Write out each entry again. Keep every word exactly as it is.
─── Input records
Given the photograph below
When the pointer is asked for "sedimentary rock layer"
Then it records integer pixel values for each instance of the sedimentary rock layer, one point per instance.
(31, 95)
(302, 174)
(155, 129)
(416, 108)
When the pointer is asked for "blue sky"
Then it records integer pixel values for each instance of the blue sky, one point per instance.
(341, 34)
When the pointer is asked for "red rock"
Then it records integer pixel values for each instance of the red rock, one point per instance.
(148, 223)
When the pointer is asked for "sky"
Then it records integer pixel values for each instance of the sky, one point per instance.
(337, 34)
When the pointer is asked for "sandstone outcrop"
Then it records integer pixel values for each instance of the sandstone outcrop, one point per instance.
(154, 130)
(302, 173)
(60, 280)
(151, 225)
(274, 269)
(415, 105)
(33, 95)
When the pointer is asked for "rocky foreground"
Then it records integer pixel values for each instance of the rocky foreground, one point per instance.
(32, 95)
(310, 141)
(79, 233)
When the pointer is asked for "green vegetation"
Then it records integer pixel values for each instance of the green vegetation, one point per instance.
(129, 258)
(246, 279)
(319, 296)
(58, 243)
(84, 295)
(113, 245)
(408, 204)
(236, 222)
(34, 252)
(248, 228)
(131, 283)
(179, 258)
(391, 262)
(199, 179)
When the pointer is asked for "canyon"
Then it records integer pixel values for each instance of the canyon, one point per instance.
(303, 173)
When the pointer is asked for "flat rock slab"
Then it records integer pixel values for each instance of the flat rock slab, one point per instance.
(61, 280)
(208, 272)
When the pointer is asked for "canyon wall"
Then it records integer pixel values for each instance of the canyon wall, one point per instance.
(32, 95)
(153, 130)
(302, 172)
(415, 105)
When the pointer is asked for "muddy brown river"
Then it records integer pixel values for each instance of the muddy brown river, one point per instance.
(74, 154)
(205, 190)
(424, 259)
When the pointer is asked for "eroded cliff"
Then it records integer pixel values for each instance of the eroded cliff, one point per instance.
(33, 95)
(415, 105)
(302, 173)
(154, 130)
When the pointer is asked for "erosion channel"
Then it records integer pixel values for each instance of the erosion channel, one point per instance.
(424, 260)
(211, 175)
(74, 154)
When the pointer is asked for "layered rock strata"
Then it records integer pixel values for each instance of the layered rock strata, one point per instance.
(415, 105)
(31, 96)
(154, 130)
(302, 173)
──────
Task solution:
Given the photograph below
When the pointer is asked for "sedimentary rock layer"
Then it records integer pixel values for each instance of the sedimentary rock layer, one point per instance.
(31, 95)
(302, 174)
(155, 129)
(416, 108)
When the pointer is asked for "blue sky"
Then it records integer pixel values for each instance of the blue sky, one point per instance.
(341, 34)
When the pointer is asked for "red rock"
Then it records integer pixel values for each instance of the red rock, one point per instance.
(148, 223)
When the pointer is asked for "sky"
Then it records integer pixel values for each instance of the sky, one point per instance.
(337, 34)
When the pointer is asked for "sandstone outcrop"
Then it records integer pixel values for each instance of the sandstone outcrop, one point per instance.
(154, 130)
(302, 173)
(60, 280)
(151, 225)
(274, 269)
(415, 105)
(33, 95)
When the pointer is asked for "rocky foreground"
Then it records integer pixel values for each instance of the rocky foreground, one point per instance.
(32, 95)
(310, 141)
(79, 233)
When the pointer is asked for "green vegetation"
Then it records integer pixel values for each instance of the green vegetation, one point per instance.
(129, 258)
(246, 279)
(319, 296)
(58, 243)
(84, 295)
(113, 245)
(408, 204)
(236, 222)
(34, 252)
(248, 228)
(131, 283)
(179, 258)
(391, 262)
(199, 179)
When the pointer is asked for "canyon"
Then it records integer pixel values for each instance of the canyon, one point per instance.
(303, 173)
When the pointer is asked for "flat rock slab"
Then it records integer pixel values for each instance of the flat rock slab, one point per instance.
(61, 280)
(208, 272)
When the pointer is asked for "canyon wall"
Then it records integer pixel values for each instance of the canyon wall, one point per instance.
(32, 95)
(153, 130)
(302, 172)
(415, 105)
When the pointer is asked for "muddy brown river"
Then it records integer pixel values for each instance of the muddy brown river, one point per instance.
(74, 154)
(205, 190)
(424, 259)
When the pointer is asked for "eroded cliff"
Then it records integer pixel values for each instance of the eroded cliff, one point per instance.
(33, 95)
(415, 105)
(302, 173)
(154, 130)
When the pointer is asked for "erosion channel"
Then it records integer pixel values for each instance of the erosion channel, one point per instance.
(424, 260)
(211, 175)
(74, 154)
When the pointer is asked for "layered rock strata"
Then it records integer pixel values for each instance of the layered rock strata, one point per instance.
(415, 105)
(31, 96)
(154, 130)
(302, 173)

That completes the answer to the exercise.